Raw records
┄┄┄┄┄┄┄┄┄┄┄┄┄┄┄┄┄┄┄┄

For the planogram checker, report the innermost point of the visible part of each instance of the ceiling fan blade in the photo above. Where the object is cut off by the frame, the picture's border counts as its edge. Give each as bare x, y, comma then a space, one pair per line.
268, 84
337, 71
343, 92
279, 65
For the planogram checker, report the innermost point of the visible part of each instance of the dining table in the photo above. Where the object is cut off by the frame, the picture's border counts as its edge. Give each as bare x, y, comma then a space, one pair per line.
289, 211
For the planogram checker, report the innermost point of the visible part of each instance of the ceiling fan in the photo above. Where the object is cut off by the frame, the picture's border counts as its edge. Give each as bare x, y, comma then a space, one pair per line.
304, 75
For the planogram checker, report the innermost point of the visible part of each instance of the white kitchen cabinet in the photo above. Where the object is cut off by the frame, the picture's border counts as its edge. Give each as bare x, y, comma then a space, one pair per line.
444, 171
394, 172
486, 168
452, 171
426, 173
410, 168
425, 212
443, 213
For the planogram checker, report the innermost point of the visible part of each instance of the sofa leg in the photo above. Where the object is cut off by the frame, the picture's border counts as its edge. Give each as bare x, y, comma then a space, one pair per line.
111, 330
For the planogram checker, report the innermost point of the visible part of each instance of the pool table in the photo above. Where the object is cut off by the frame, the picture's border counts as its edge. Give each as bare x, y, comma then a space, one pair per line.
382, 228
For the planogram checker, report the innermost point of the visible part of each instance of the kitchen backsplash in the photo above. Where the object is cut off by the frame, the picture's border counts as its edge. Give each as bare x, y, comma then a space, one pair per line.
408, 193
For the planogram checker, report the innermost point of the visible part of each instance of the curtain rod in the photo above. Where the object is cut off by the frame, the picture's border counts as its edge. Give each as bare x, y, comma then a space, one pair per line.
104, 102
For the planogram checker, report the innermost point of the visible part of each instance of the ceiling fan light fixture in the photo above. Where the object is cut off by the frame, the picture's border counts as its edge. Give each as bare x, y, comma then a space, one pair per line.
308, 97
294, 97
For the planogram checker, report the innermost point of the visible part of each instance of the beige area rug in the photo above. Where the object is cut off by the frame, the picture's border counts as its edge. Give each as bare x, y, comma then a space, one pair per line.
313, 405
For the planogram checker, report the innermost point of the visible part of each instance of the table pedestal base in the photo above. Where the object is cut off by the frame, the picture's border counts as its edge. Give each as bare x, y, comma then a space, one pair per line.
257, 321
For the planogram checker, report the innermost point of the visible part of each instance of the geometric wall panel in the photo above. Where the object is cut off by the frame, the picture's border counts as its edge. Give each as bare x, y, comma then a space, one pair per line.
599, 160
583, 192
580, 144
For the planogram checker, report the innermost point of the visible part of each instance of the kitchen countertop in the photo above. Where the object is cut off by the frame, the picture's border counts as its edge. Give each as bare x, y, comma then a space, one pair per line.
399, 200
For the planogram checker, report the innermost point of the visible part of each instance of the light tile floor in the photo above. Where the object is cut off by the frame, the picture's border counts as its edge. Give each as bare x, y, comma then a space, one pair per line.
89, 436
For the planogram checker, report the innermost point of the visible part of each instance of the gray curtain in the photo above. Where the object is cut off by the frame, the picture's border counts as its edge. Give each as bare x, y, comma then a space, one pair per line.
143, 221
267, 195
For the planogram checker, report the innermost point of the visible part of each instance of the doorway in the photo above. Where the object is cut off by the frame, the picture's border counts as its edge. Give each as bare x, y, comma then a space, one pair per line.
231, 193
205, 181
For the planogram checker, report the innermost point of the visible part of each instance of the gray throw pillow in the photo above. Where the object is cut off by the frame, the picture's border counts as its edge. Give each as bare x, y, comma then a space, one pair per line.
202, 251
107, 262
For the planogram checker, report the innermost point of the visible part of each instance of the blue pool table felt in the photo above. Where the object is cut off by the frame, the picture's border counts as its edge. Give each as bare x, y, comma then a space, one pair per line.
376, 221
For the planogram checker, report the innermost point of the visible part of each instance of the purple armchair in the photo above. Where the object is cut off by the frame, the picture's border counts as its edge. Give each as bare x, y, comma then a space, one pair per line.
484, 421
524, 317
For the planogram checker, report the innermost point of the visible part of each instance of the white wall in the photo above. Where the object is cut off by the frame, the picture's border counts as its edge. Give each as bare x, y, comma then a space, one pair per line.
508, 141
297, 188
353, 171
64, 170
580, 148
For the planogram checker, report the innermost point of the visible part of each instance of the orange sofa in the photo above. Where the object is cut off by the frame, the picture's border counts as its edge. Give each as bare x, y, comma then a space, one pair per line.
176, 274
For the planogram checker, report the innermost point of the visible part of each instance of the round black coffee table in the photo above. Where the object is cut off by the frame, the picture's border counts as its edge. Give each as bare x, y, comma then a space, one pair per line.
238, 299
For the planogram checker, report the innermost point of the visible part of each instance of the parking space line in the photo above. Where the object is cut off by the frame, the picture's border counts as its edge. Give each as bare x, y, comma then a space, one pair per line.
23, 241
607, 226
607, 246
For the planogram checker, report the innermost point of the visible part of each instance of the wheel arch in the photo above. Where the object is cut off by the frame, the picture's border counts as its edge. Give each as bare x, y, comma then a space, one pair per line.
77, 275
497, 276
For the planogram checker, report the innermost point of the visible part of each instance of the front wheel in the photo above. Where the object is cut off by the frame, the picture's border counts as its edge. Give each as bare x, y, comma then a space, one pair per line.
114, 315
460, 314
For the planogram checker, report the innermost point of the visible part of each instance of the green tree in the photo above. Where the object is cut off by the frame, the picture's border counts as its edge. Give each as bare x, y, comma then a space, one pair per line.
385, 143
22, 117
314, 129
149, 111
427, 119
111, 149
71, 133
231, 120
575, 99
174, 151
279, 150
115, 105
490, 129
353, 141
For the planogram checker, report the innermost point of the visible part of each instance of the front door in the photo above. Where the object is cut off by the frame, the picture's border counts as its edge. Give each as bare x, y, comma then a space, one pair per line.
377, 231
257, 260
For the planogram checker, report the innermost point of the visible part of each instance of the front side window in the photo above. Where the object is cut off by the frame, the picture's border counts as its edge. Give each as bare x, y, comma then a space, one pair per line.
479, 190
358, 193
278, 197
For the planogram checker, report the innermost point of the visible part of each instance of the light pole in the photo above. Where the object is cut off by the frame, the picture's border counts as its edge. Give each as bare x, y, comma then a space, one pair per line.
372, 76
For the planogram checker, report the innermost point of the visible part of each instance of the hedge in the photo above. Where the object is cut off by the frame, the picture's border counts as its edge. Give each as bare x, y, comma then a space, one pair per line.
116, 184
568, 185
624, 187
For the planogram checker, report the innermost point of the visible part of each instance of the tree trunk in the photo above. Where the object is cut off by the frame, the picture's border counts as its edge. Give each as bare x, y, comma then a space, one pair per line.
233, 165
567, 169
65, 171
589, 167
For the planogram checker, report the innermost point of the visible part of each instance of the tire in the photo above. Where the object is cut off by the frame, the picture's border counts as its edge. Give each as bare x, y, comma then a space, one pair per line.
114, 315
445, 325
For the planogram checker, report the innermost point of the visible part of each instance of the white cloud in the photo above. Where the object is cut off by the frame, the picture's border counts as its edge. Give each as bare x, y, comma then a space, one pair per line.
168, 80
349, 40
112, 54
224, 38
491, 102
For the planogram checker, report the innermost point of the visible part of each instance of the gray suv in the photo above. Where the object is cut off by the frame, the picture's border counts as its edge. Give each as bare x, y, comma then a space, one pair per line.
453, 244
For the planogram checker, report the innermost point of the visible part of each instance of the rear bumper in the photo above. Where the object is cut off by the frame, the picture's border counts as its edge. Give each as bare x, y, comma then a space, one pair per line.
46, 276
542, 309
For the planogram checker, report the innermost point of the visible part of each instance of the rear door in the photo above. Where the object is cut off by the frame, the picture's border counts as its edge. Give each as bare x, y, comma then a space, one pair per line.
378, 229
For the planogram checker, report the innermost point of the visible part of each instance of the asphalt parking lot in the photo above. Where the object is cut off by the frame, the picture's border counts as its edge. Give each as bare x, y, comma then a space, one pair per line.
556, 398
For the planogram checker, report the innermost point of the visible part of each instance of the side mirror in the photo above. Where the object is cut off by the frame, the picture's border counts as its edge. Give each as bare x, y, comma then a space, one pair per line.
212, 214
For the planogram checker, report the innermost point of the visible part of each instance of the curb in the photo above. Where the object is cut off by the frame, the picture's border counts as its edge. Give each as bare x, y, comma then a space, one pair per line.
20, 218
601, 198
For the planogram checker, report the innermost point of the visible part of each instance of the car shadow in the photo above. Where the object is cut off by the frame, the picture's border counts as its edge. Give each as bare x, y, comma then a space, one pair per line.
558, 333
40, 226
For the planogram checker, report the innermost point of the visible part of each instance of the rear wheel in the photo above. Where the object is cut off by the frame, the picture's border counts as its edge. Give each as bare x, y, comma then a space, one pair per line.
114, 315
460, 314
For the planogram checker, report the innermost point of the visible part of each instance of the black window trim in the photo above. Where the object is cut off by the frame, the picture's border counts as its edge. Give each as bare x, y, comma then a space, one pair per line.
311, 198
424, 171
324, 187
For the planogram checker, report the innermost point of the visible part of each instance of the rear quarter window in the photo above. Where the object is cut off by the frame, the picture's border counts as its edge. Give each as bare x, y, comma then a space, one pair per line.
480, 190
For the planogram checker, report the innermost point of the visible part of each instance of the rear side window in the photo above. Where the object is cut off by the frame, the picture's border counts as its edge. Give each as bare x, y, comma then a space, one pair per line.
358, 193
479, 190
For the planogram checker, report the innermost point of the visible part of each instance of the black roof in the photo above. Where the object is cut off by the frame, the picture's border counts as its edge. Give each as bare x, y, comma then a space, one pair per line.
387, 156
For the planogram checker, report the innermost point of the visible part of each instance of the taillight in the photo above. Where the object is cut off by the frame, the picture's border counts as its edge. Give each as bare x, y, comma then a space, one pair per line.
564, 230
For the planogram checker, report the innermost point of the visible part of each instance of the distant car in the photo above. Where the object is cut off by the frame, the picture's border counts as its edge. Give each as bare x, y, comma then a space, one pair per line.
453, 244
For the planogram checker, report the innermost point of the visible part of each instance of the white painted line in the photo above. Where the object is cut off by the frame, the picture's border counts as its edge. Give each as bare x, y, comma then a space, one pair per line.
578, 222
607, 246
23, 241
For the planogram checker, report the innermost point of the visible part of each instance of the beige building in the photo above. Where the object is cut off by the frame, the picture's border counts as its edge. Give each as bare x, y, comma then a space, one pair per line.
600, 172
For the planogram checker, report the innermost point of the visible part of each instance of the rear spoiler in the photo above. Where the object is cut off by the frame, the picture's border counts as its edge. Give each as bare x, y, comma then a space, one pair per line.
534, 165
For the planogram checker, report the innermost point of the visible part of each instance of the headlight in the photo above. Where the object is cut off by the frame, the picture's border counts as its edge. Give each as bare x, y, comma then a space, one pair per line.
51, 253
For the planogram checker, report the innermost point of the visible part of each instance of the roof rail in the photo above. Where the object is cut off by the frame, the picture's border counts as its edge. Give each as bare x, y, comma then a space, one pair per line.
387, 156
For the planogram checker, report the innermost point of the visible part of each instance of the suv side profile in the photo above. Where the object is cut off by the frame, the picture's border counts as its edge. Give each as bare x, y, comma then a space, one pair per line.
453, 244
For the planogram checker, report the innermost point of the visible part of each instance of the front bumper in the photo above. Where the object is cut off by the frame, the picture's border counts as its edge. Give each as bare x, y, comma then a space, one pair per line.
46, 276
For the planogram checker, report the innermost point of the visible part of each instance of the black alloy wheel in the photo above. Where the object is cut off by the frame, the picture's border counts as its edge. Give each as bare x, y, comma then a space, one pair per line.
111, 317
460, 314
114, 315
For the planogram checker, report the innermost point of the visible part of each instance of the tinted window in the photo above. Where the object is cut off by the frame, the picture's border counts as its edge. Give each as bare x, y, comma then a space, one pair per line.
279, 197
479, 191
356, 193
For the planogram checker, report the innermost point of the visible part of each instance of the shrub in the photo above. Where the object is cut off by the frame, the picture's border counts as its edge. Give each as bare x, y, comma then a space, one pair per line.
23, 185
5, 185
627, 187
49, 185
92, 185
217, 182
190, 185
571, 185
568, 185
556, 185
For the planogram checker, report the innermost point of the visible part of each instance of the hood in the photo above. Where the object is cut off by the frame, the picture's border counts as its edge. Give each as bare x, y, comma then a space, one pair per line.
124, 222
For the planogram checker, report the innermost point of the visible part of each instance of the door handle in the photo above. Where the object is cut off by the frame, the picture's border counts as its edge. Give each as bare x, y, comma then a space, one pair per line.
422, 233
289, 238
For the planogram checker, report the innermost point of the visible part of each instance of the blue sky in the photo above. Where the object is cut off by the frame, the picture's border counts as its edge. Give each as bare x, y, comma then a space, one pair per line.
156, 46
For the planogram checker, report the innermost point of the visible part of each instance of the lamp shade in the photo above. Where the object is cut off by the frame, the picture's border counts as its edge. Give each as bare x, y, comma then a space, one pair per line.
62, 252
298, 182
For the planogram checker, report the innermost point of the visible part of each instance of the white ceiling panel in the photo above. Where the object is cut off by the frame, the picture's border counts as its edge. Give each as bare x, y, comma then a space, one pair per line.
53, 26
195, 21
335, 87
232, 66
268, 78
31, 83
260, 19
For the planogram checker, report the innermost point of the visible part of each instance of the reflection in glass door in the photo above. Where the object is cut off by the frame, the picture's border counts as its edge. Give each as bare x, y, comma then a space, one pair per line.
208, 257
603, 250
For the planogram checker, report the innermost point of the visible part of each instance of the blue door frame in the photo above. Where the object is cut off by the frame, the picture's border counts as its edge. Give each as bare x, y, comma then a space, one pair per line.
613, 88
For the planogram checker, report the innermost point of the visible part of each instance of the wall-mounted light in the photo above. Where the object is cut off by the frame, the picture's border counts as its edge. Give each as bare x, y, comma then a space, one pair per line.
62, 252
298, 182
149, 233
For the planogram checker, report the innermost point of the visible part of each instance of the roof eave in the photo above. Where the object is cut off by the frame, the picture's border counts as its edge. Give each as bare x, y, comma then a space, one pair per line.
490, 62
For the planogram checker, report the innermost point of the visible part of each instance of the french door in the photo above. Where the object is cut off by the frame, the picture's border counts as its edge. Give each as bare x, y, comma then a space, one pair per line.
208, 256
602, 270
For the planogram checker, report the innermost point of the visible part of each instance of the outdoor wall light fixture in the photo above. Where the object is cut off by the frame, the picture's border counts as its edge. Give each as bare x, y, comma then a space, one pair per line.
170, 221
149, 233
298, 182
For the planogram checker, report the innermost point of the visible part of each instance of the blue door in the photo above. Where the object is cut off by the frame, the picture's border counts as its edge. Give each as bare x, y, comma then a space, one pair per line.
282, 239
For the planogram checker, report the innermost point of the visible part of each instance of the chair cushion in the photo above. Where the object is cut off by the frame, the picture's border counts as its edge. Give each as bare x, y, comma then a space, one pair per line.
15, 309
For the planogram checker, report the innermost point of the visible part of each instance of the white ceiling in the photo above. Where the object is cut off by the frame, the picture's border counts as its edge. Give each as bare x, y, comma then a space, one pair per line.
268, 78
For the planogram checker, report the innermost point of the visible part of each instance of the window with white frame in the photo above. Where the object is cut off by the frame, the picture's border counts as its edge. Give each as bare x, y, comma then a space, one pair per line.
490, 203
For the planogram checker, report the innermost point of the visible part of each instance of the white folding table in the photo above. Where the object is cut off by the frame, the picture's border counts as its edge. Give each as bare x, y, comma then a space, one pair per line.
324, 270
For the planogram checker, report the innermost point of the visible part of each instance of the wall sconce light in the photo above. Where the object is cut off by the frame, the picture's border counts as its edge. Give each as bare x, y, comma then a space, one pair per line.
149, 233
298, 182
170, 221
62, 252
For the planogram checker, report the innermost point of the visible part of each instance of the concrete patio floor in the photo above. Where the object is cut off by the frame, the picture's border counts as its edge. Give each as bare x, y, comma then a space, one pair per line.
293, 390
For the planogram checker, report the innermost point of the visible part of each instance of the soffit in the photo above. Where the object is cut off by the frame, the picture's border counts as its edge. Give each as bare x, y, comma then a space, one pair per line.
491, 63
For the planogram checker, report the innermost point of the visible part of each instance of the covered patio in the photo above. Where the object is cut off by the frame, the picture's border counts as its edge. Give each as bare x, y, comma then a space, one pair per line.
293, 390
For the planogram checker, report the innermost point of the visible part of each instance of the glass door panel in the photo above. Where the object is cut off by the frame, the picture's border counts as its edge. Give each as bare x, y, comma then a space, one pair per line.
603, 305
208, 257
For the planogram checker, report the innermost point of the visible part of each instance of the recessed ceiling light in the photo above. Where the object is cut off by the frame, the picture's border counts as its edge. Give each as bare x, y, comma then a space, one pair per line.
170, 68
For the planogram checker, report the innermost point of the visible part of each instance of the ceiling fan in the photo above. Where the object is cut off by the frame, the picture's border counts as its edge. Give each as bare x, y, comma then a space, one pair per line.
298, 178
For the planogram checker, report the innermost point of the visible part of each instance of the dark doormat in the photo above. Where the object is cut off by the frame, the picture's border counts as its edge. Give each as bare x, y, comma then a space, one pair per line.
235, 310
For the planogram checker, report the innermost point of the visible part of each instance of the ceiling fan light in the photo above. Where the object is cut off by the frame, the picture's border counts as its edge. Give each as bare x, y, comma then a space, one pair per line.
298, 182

┄┄┄┄┄┄┄┄┄┄┄┄┄┄┄┄┄┄┄┄

Copy out the lines starting at the one containing "of the dark" and ending with the last line of the entries. Include nothing else.

For the planogram checker, report the innermost point of the visible part of each instance of the dark doormat in the photo above. Where the object is cut off by the frame, the picture's border counts as its edge. Give each as bare x, y, comma then a space, one pair per line.
235, 310
For the planogram checker, report the innermost point of the visible part of each instance of the ceiling fan light in the photo above. Where the object is cut off by the frame, the picture's border counts as its edge. Give each as bare x, y, comma then a space, one pair per line.
298, 182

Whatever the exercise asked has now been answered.